# Language Model Challenge

## Loading the Libraies

In [51]:
import numpy as np
import pandas as pd
from keras.preprocessing.sequence import pad_sequences
from keras.preprocessing.text import Tokenizer
from keras.preprocessing.text import text_to_word_sequence
from keras.layers import Embedding, LSTM, Dense, Dropout, Bidirectional
from keras.models import Sequential
import keras.utils as ku
from tqdm import tqdm
import re
import requests
import math
from keras.models import load_model
from tqdm import tqdm
import tensorflow as tf

## Loading the training data

I will be using the "hound-train.txt" provided with this challenge. 

In [52]:
with open('hound-train.txt', encoding="utf-8") as f:
    train_data = f.readlines()

In [53]:
train_data[:100]

['\n',
 "Project Gutenberg's The Adventures of Sherlock Holmes, by Arthur Conan Doyle\n",
 '\n',
 'This eBook is for the use of anyone anywhere at no cost and with\n',
 'almost no restrictions whatsoever.  You may copy it, give it away or\n',
 're-use it under the terms of the Project Gutenberg License included\n',
 'with this eBook or online at www.gutenberg.net\n',
 '\n',
 '\n',
 'Title: The Adventures of Sherlock Holmes\n',
 '\n',
 'Author: Arthur Conan Doyle\n',
 '\n',
 'Release Date: November 29, 2002 [EBook #1661]\n',
 'Last Updated: May 20, 2019\n',
 '\n',
 'Language: English\n',
 '\n',
 'Character set encoding: UTF-8\n',
 '\n',
 '*** START OF THIS PROJECT GUTENBERG EBOOK THE ADVENTURES OF SHERLOCK HOLMES ***\n',
 '\n',
 '\n',
 '\n',
 'Produced by an anonymous Project Gutenberg volunteer and Jose Menendez\n',
 '\n',
 '\n',
 '\n',
 'cover\n',
 '\n',
 '\n',
 '\n',
 'The Adventures of Sherlock Holmes\n',
 '\n',
 '\n',
 '\n',
 'by Arthur Conan Doyle\n',
 '\n',
 '\n',
 '\n',
 'Conten

I will only be using the content from the dataset that are relevant to the training of the language model by finding the starting and ending indexes containing the first sentence and the last sentence of the book. 

In [54]:
startString = 'To Sherlock Holmes she is always'
startIndex = [i for i, s in enumerate(train_data) if startString in s][0]
endString = 'Walsall, where I believe that she has met with considerable success.'
endtIndex = [i for i, s in enumerate(train_data) if endString in s][0]
train_data = ' '.join(train_data[startIndex:endtIndex+1])

In [55]:
train_data[:5000]

'To Sherlock Holmes she is always _the_ woman. I have seldom heard him\n mention her under any other name. In his eyes she eclipses and\n predominates the whole of her sex. It was not that he felt any emotion\n akin to love for Irene Adler. All emotions, and that one particularly,\n were abhorrent to his cold, precise but admirably balanced mind. He\n was, I take it, the most perfect reasoning and observing machine that\n the world has seen, but as a lover he would have placed himself in a\n false position. He never spoke of the softer passions, save with a gibe\n and a sneer. They were admirable things for the observer—excellent for\n drawing the veil from men’s motives and actions. But for the trained\n reasoner to admit such intrusions into his own delicate and finely\n adjusted temperament was to introduce a distracting factor which might\n throw a doubt upon all his mental results. Grit in a sensitive\n instrument, or a crack in one of his own high-power lenses, would not\n be mor

## Loading the test data

In [56]:
with open('hound-test.txt', encoding="utf-8") as f:
    test_data = f.read()

GIVEN EXERCISE A — Copy the passage of the language model notebook starting with "I will only" and going on through "of the book.".

MATERIAL FOR THIS EXERCISE —
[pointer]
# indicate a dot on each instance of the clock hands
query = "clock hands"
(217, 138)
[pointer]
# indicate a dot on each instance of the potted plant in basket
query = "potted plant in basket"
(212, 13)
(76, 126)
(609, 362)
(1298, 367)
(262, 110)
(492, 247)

GIVEN EXERCISE B — Rewrite all of the records with "instance" changed to "occurrence", leaving everything else as it is.

CORRECT OUTPUT A —
I will only be using the content from the dataset that are relevant to the training of the language model by finding the starting and ending indexes containing the first sentence and the last sentence of the book.

CORRECT OUTPUT B —
[pointer]
# indicate a dot on each occurrence of the clock hands
query = "clock hands"
(217, 138)
[pointer]
# indicate a dot on each occurrence of the potted plant in basket
query = "potted plant in basket"
(212, 13)
(76, 126)
(609, 362)
(1298, 367)
(262, 110)
(492, 247)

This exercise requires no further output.